▶ **REQUIREMENT**: Copy out the listing below word for word, from its first line to its last.

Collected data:
───

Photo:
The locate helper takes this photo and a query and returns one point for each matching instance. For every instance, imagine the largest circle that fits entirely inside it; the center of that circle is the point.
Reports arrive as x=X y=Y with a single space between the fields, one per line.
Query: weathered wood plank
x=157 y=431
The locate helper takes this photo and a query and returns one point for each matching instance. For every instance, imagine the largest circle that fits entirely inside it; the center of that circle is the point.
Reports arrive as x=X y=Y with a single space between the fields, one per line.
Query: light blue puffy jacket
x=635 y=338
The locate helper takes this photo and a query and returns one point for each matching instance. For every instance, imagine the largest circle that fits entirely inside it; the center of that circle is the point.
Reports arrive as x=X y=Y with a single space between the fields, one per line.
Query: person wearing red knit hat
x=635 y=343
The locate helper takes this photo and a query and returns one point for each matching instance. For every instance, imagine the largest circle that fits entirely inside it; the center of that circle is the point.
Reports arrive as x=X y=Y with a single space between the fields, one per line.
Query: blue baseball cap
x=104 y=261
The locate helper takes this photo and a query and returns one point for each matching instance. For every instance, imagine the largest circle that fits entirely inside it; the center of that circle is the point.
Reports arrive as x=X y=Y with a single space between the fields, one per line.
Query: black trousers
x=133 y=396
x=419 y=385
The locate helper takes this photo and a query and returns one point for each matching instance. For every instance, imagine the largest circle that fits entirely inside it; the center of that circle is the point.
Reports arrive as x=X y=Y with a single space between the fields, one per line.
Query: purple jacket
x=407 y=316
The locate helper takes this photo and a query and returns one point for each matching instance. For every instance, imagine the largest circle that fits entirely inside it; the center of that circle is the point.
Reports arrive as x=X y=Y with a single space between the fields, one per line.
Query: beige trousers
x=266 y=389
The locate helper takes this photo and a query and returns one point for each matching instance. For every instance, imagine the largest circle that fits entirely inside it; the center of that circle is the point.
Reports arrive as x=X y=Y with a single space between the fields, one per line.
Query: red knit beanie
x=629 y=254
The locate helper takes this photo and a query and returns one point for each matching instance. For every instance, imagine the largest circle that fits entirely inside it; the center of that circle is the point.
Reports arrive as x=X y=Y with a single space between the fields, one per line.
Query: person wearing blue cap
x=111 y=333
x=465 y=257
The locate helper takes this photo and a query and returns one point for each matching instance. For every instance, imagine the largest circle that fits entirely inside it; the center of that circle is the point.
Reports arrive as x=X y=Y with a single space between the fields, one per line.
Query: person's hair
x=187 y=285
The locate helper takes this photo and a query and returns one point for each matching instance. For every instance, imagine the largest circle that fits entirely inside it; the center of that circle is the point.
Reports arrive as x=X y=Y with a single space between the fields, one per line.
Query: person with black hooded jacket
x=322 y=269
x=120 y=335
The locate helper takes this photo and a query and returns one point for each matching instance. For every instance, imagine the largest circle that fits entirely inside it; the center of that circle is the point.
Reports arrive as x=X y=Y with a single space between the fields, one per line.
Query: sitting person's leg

───

▶ **SOLVED PROBLEM**:
Photo:
The locate helper takes this photo and a query and returns one point for each matching instance. For every instance, imagine the largest circle that fits entirely inside it; the center of that circle is the point.
Reports arrive as x=X y=Y with a single space between the fields, one per line.
Query: weathered wood plank
x=157 y=431
The locate helper takes this photo and a query and returns one point for each matching instance. For every instance, imagine the largest circle that fits entirely inside it; the center of that circle is the point.
Reports arrive as x=X y=Y with a single space between the fields, one per line.
Query: light blue puffy jacket
x=635 y=338
The locate helper takes this photo and a query and returns one point for each matching instance. For every instance, imagine the largest circle that fits entirely inside it; the center of that circle is the point.
Reports arrive as x=X y=Y with a single space between the fields, one per line.
Query: person wearing red knit hat
x=635 y=343
The locate helper takes this photo and a query and returns one point for each matching instance. For every instance, imagine the largest circle that fits entirely inside it; the center of that circle is the point.
Reports arrive as x=X y=Y with a single space between the fields, one per line.
Query: blue baseball cap
x=104 y=261
The locate helper takes this photo and a query and returns one point for each matching instance. For every instance, imagine the largest circle that fits entirely inside it; the center of that circle is the point.
Reports arrive as x=X y=Y with a single space between the fields, one per line.
Query: black trousers
x=133 y=396
x=419 y=385
The locate helper takes this photo and a query and returns one point for each matching instance. For every instance, imagine the largest circle that fits entirely inside it; the center of that circle is the point.
Reports arrive as x=X y=Y with a single space between the fields, one per line.
Query: purple jacket
x=407 y=316
The locate helper takes this photo and a query and returns one point for each matching instance. For every instance, imagine the largest circle that fits entirely inside it; the center of that circle is the point.
Reports arrive as x=X y=Y with a single space between the fields, one per line.
Query: beige trousers
x=266 y=389
The locate helper takes this photo and a query and returns one point for each matching instance. For every instance, imagine the largest circle that fits entirely inside it; the center of that circle is the point.
Reports arrive as x=X y=Y with a single space between the fields, one per line.
Query: red knit beanie
x=629 y=254
The locate helper takes this photo and a query and returns one point for each matching instance. For every instance, imagine the largest circle that fits entirely inside it; the center of that circle is the point.
Reports arrive as x=X y=Y with a single space between the fields, one per line.
Query: person wearing blue cap
x=111 y=333
x=465 y=257
The locate helper takes this photo and a query and returns one point for each matching instance. For every instance, imagine the largest circle that fits entirely inside it; the center of that circle is the point.
Reports arrive as x=X y=Y with a single space between the fields, one per line.
Query: person's hair
x=187 y=285
The locate helper takes this photo and a query and returns one point for each matching instance. For every instance, imagine the largest circle that fits entirely inside it; the center of that circle is the point.
Reports arrive as x=X y=Y with a single space between the fields, one per line.
Query: person with black hooded jacket
x=322 y=269
x=120 y=335
The locate helper takes this photo and a query and returns one point for each matching instance. For every instance, imagine the largest circle that fits entirely inside it; the center of that circle is the point.
Reports arrive as x=X y=Y with a single space between the fields, one per line.
Query: sitting person's leg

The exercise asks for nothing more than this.